EXERCISE: Copy the lines below as they are; omit the images they contain.

RECORDS FOR THE EXERCISE:
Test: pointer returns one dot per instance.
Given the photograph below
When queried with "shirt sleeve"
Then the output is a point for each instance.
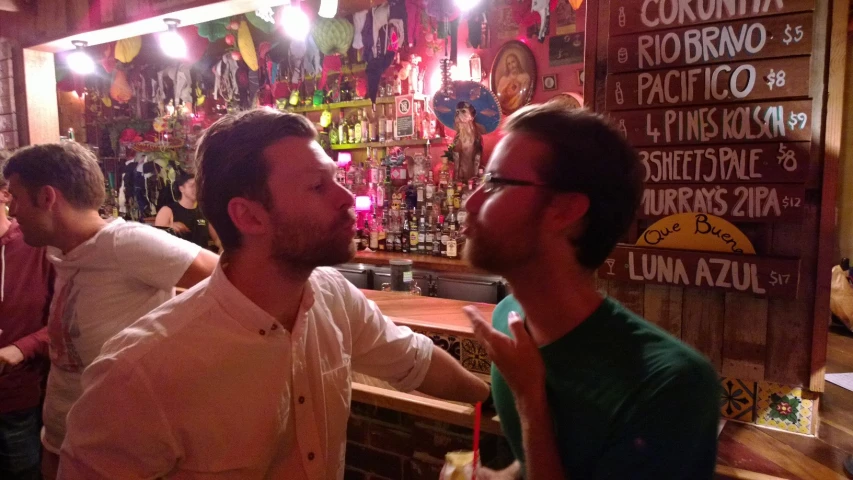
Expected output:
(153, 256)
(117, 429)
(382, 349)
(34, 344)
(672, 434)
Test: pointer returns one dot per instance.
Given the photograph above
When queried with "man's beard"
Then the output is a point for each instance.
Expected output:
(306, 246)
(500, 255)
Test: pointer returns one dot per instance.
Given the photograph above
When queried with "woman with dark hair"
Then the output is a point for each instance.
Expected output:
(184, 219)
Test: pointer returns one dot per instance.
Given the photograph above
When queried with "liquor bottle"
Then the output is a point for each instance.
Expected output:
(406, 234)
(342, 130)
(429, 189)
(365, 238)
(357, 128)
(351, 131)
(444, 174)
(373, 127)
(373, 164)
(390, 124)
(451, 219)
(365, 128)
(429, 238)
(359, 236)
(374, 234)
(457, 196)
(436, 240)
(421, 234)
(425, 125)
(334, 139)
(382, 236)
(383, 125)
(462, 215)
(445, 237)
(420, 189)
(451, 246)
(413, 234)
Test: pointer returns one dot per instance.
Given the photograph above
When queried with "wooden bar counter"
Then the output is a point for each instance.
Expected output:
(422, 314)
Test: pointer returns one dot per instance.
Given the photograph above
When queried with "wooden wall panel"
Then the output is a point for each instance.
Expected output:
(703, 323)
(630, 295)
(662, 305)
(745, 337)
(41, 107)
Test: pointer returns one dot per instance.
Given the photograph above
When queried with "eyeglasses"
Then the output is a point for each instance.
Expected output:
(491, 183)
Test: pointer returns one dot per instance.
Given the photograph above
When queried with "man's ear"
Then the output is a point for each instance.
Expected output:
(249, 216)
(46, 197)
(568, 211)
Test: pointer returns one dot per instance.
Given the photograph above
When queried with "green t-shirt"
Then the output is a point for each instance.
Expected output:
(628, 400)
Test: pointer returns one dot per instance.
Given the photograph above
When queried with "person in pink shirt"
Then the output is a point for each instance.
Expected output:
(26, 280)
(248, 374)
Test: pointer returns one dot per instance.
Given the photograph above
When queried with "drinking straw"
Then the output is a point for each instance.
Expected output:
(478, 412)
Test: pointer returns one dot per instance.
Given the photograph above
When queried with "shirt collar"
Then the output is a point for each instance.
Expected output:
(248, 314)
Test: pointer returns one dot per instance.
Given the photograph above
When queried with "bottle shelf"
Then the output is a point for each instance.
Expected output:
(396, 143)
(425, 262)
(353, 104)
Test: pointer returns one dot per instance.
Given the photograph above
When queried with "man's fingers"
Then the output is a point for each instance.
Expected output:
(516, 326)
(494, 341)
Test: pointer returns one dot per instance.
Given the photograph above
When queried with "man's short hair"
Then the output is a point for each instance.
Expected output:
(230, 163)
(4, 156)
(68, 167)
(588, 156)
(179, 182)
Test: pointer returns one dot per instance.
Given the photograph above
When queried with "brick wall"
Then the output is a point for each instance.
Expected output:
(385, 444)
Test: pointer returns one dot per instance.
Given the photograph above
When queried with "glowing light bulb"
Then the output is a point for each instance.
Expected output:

RESULT FOR THIS EXERCISE:
Test: pointer returns one dot per instance.
Given the photograph below
When queried with "shirt sleeve"
Then the output is a point for each instance.
Expected output:
(153, 256)
(117, 429)
(382, 349)
(34, 344)
(672, 434)
Test: pointer returns one dot per instance.
Given the photograph above
When queried with "man's beard"
Then the output is a point for each instance.
Expected output:
(306, 246)
(500, 255)
Test: pointer returns one dot per instance.
Given the photograph above
When queried with "woman with dark hair"
Then the output is a point for each instance.
Expected output:
(184, 219)
Test: pointer returns one dot per instance.
Given the photograph above
When queried with "liquor bottle"
Then the output is a point for each instance.
Expected output:
(406, 234)
(342, 130)
(429, 189)
(365, 238)
(357, 128)
(351, 131)
(444, 174)
(373, 127)
(373, 164)
(390, 124)
(451, 219)
(365, 128)
(429, 238)
(359, 236)
(374, 234)
(457, 196)
(436, 240)
(421, 234)
(425, 125)
(334, 139)
(382, 236)
(383, 125)
(462, 215)
(445, 237)
(420, 189)
(451, 246)
(413, 234)
Test: pointer returns one dot per instance.
Given the photograph above
When queried with "wooden bar counter"
Then the output is a point for each instance.
Expected output:
(422, 314)
Test: pointer returns one dot per instance.
Given the photograph above
When queried with "wooden wall panel"
Then the output is a point for each instance.
Expected output:
(703, 323)
(630, 295)
(662, 305)
(745, 337)
(41, 107)
Test: pointer returns one dot per instance.
Given the photograph above
When queried with "eyeglasses"
Then the output is a point for each instance.
Expected output:
(491, 183)
Test: pointer returns one dot per instance.
Given the photograph above
When queried with "man's ear"
Then the output is a point for each instance.
Expected output:
(249, 216)
(46, 197)
(568, 211)
Test: pointer returns one dot per instance.
Given the photograph above
When queried with "green t-shirt"
Then the output is a point for each instance.
Expected output:
(628, 400)
Test: pointer returns one dot per instance.
Given the photograph above
When queried with "person in pink shirt"
Then the output is a point for each instance.
Expected output:
(26, 280)
(248, 374)
Test: pointer returns one dot per instance.
Given the photograph above
When queried with "drinking straw"
Then the output is a point for each instance.
Expected output:
(478, 412)
Test: pointer returns one dot per instance.
Given the photograph above
When queried with "shirt collar"
Then the output is a point for each instance.
Expected output:
(248, 314)
Test: pointer returns one dot per instance.
Given the photograph above
When queried with "bottle shelf"
Then the output is a point for each instance.
Expected output:
(396, 143)
(425, 262)
(353, 104)
Test: pointer returns one dot per instance.
Given the photograph above
When queried with "man's fingers"
Then the output is a point for each instance.
Expected output:
(516, 326)
(494, 341)
Test: pointer returns one dot per instance.
Given the photograph above
When queried with "man's short hair"
Then the output is a point for each instance.
Expected output:
(230, 163)
(4, 156)
(68, 167)
(588, 156)
(179, 182)
Test: pointer returns one dot per instance.
Given the photograph above
When queried with "brick wall"
Then the output is a point for each instance.
Expected output:
(385, 444)
Test: pointer returns one dot per instance.
Given the photograph above
When queried with "glowing light bulb"
Then the output is a point for each instance.
Expected output:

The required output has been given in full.